=== Set problem ===
State how many lines in the rows below contain the string "segment", matching case exactly. Reply with the number alone.

----- Provided data

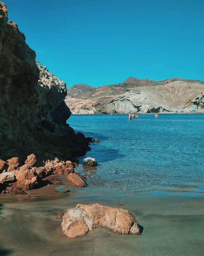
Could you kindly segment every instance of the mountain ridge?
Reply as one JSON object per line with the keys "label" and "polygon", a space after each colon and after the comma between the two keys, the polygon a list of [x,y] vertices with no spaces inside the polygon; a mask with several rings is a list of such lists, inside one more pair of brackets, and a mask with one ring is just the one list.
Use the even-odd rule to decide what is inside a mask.
{"label": "mountain ridge", "polygon": [[[168,83],[174,82],[177,83],[176,87],[179,87],[179,81],[186,83],[186,86],[188,86],[188,83],[192,84],[197,83],[200,85],[201,90],[203,88],[204,88],[204,81],[197,79],[173,77],[162,80],[153,80],[148,78],[139,79],[130,76],[121,83],[104,85],[97,87],[84,84],[74,85],[67,89],[68,96],[65,98],[65,102],[70,107],[73,113],[112,113],[110,112],[107,109],[107,106],[108,103],[115,97],[123,94],[127,90],[134,88],[139,88],[140,87],[150,87],[159,86],[162,87]],[[76,90],[76,87],[77,88],[77,90]],[[179,87],[177,89],[179,89]],[[201,91],[199,91],[201,93]],[[176,93],[175,91],[174,93]],[[194,95],[194,93],[192,93],[192,95]],[[192,99],[193,99],[192,98]],[[170,99],[169,100],[170,100]],[[170,103],[170,106],[171,106]],[[151,102],[150,105],[152,106]],[[111,108],[109,108],[108,109],[110,109]],[[147,109],[146,108],[142,108],[142,109]],[[140,109],[142,108],[140,108]],[[115,110],[114,112],[115,111],[117,112]],[[113,110],[112,111],[113,111]]]}

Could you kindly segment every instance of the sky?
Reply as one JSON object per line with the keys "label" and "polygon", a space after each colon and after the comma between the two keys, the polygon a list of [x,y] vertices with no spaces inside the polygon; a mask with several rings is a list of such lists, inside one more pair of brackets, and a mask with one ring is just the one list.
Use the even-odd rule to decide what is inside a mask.
{"label": "sky", "polygon": [[203,0],[3,2],[36,59],[68,87],[204,80]]}

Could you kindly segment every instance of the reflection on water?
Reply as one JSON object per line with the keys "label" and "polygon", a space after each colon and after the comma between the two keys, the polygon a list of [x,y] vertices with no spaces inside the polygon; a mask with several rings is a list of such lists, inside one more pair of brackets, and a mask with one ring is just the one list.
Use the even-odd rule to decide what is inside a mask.
{"label": "reflection on water", "polygon": [[128,119],[126,115],[86,115],[68,121],[76,131],[100,141],[85,156],[97,159],[94,170],[83,169],[84,157],[79,158],[76,171],[86,178],[84,193],[204,191],[204,115]]}

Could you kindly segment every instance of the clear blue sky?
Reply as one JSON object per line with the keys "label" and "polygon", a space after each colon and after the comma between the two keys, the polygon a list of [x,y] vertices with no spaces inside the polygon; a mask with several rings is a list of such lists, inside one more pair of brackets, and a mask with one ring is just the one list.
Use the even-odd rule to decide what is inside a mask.
{"label": "clear blue sky", "polygon": [[203,0],[3,2],[37,59],[68,87],[204,80]]}

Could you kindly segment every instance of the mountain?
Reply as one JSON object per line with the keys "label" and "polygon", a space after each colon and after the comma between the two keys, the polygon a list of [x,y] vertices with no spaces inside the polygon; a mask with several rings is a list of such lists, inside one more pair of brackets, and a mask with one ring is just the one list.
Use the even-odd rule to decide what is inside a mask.
{"label": "mountain", "polygon": [[[173,84],[171,83],[174,82],[175,83]],[[182,82],[185,83],[183,83]],[[197,86],[195,87],[194,86],[195,84],[199,85],[198,87]],[[165,103],[165,107],[164,105],[164,109],[166,109],[165,108],[167,107],[168,109],[170,109],[171,108],[172,109],[173,106],[174,106],[174,109],[178,108],[183,108],[185,105],[179,105],[178,102],[178,106],[173,104],[174,103],[173,98],[175,100],[177,97],[179,98],[181,96],[181,94],[179,93],[178,92],[179,91],[180,92],[181,88],[182,88],[182,90],[184,90],[184,95],[182,96],[184,97],[185,98],[185,94],[188,94],[188,95],[186,95],[188,101],[188,102],[185,102],[187,104],[190,102],[190,100],[192,100],[194,98],[195,98],[195,96],[198,96],[199,93],[204,92],[204,81],[196,79],[191,80],[178,77],[154,81],[148,79],[139,79],[135,77],[130,77],[122,83],[114,84],[105,85],[97,87],[83,84],[74,85],[67,89],[68,96],[66,97],[65,101],[73,113],[105,113],[117,112],[117,110],[114,109],[112,106],[111,107],[111,103],[113,102],[112,102],[113,100],[116,103],[116,102],[119,100],[118,97],[120,98],[120,96],[123,97],[124,94],[125,93],[126,96],[127,96],[128,94],[130,93],[130,89],[136,88],[141,90],[141,93],[139,95],[140,99],[138,102],[138,104],[139,105],[140,104],[139,106],[142,106],[144,104],[148,105],[146,100],[146,99],[145,99],[142,95],[143,92],[145,94],[147,93],[147,92],[149,91],[149,93],[147,94],[148,95],[147,97],[149,99],[150,106],[151,106],[149,107],[150,109],[156,109],[159,107],[161,106],[161,111],[162,106],[157,106],[159,102],[160,102],[161,104],[162,103],[160,100],[161,97],[165,97],[167,102],[167,103]],[[165,86],[169,84],[170,85],[169,86]],[[175,90],[172,90],[172,93],[170,91],[167,92],[168,90],[167,89],[167,91],[166,92],[167,94],[169,93],[172,94],[172,97],[170,98],[166,96],[164,91],[163,92],[163,96],[159,95],[159,90],[162,89],[163,87],[165,88],[170,87],[171,86],[173,86]],[[185,90],[185,86],[186,87],[186,88],[188,86],[192,89],[190,90],[188,90],[187,89]],[[180,87],[181,87],[181,88]],[[142,89],[143,87],[145,87],[146,89]],[[155,87],[156,87],[156,88],[153,89]],[[133,90],[131,93],[134,93],[134,92],[135,91],[135,90]],[[145,91],[146,92],[145,93]],[[153,99],[152,98],[151,94],[151,93],[153,93],[153,91],[155,92],[155,93],[154,93],[155,97],[154,101],[153,100]],[[160,101],[157,101],[157,98],[158,100],[159,99],[160,99]],[[142,101],[144,101],[143,102],[142,102]],[[118,102],[119,102],[120,101],[119,100]],[[137,108],[135,109],[131,107],[129,110],[128,110],[128,108],[126,107],[124,107],[122,110],[123,104],[121,102],[120,104],[121,106],[121,108],[120,108],[120,113],[134,112],[133,110],[135,111],[139,111],[140,112],[145,112],[146,111],[147,111],[145,110],[147,109],[146,108],[140,108],[140,110],[139,110]],[[108,107],[107,108],[108,106]],[[182,106],[182,107],[181,106]],[[194,106],[197,108],[196,105]],[[132,109],[131,111],[130,109]],[[173,109],[172,110],[173,110]],[[150,111],[150,110],[149,111]]]}

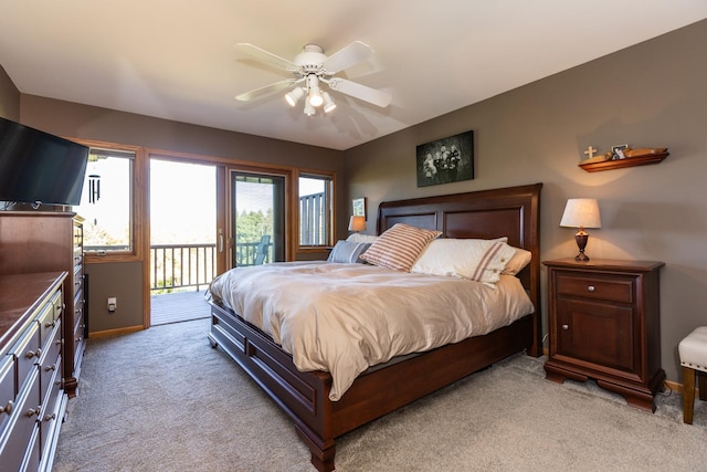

----------

=== Response below ===
5